Last Updated: 5 January 2001

FEDERAL COURT OF AUSTRALIA

Lilienthal v Migration Agents Registration Authority [2001] FCA 2

MIGRATION - threatened decision by Migration Agents Registration Authority not to re-register applicant as migration agent at end of current registration - threatened decision by Minister to withdraw former specification of courses provided by applicant as approved activities for purpose of continuing professional development of migration agents - whether two stay decisions by AAT in respect of Authority's earlier cancellation decisions would prevent decision-makers from acting on belief or suspicion that applicant had engaged in wrongdoing in transactions consideration of which had led Authority to cancel applicant's current registration - whether stay decisions of AAT can create issue estoppel - whether applicant a person aggrieved by Minister's threatened decision at time present proceeding commenced - whether existence of AAT applications deprived Authority of power to decide to refuse to re-register applicant as migration agent.

Administrative Decisions (Judicial Review) Act 1977 (Cth), ss 3(4)(b), 6(1), 8(1)

Migration Act 1958 (Cth), ss 275, 290(1), 290(2), 290A, 299(1), 303, 306, 309(1), 315(1)

Migration Agents Regulations 1998 (Cth), reg 6, cll 1, 3, 3A(1), 4 of Sch 1

Administrative Appeals Tribunal Act 1975 (Cth), ss 26, 41(2), 43

Midland Metals Overseas Limited v Comptroller-General of Customs (1991) 30 FCR 87 followed

Administration of Papua and New Guinea v Daera Guba [1973] HCA 59; (1973) 130 CLR 353 referred to

GARY IAN LILIENTHAL v MIGRATION AGENTS REGISTRATION AUTHORITY AND MINISTER FOR IMMIGRATION & MULTICULTURAL AFFAIRS

N 1475 of 2000

KATZ J

5 JANUARY 2001

SYDNEY

IN THE FEDERAL COURT OF AUSTRALIA

NEW SOUTH WALES DISTRICT REGISTRY

N 1475 OF 2000

BETWEEN:

GARY IAN LILIENTHAL

APPLICANT

AND:

MIGRATION AGENTS REGISTRATION AUTHORITY

FIRST RESPONDENT

MINISTER FOR IMMIGRATION & MULTICULTURAL AFFAIRS

SECOND RESPONDENT

JUDGE:

KATZ J

DATE OF ORDER:

5 JANUARY 2001

WHERE MADE:

SYDNEY

THE COURT ORDERS THAT:

1. The application be dismissed.

2. The applicant pay the respondents' costs of the proceeding.

----------------------------------------

Set problem A –
Reproduce the stretch of the court judgment from "Administrative Decisions (Judicial" through "306, 309(1), 315(1)".
Set problem B –
Pick up the court judgment after its final line and continue writing it.
The listing that comes after this has no connection to the court judgment.

Supplied material –
----------------------------------------

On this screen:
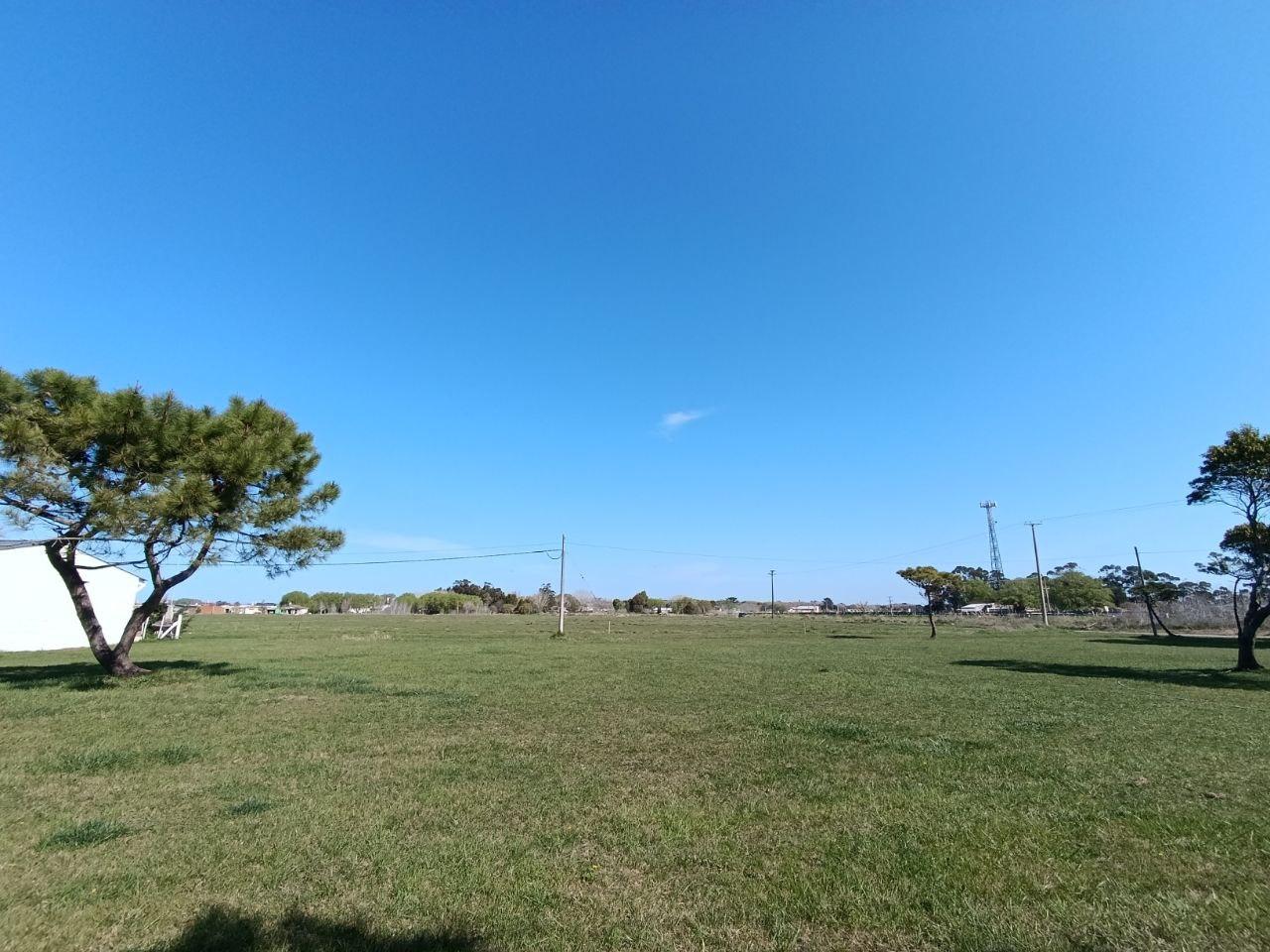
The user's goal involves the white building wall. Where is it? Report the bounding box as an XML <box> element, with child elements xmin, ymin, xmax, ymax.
<box><xmin>0</xmin><ymin>545</ymin><xmax>144</xmax><ymax>652</ymax></box>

----------------------------------------

Result A –
Administrative Decisions (Judicial Review) Act 1977 (Cth), ss 3(4)(b), 6(1), 8(1)

Migration Act 1958 (Cth), ss 275, 290(1), 290(2), 290A, 299(1), 303, 306, 309(1), 315(1)

Result B –
IN THE FEDERAL COURT OF AUSTRALIA

NEW SOUTH WALES DISTRICT REGISTRY

N 1475 OF 2000

BETWEEN:

GARY IAN LILIENTHAL

APPLICANT

AND:

MIGRATION AGENTS REGISTRATION AUTHORITY

FIRST RESPONDENT

MINISTER FOR IMMIGRATION & MULTICULTURAL AFFAIRS

SECOND RESPONDENT

JUDGE:

KATZ J

DATE:

5 JANUARY 2001

PLACE:

SYDNEY

REASONS FOR JUDGMENT

1 There is before me an application which invokes the jurisdiction conferred on this Court by subs 8(1) of the Administrative Decisions (Judicial Review) Act 1977 (Cth) ("the JRA").

2 Yesterday, I gave the application a final hearing on an urgent basis in circumstances which I am about to relate.

3 Part 3, Div 3 of the Migration Act 1958 (Cth) ("the Act") creates a scheme for the registration of migration agents. The Minister for Immigration & Multicultural Affairs ("the Minister"), the second respondent to the present proceeding, has appointed the Migration Institute of Australia Limited (ACN 003 409 390) ("the Institute") under subs 315(1) of the Act, an appointment which has had the effect that the Institute constitutes the Migration Agents Registration Authority ("the Authority") for the purposes of Pt 3 of the Act: see the definition of the Authority in s 275 of the Act. It is the Authority which administers the migration agents registration scheme created by Pt 3, Div 3 of the Act and which is the first respondent to the present proceeding.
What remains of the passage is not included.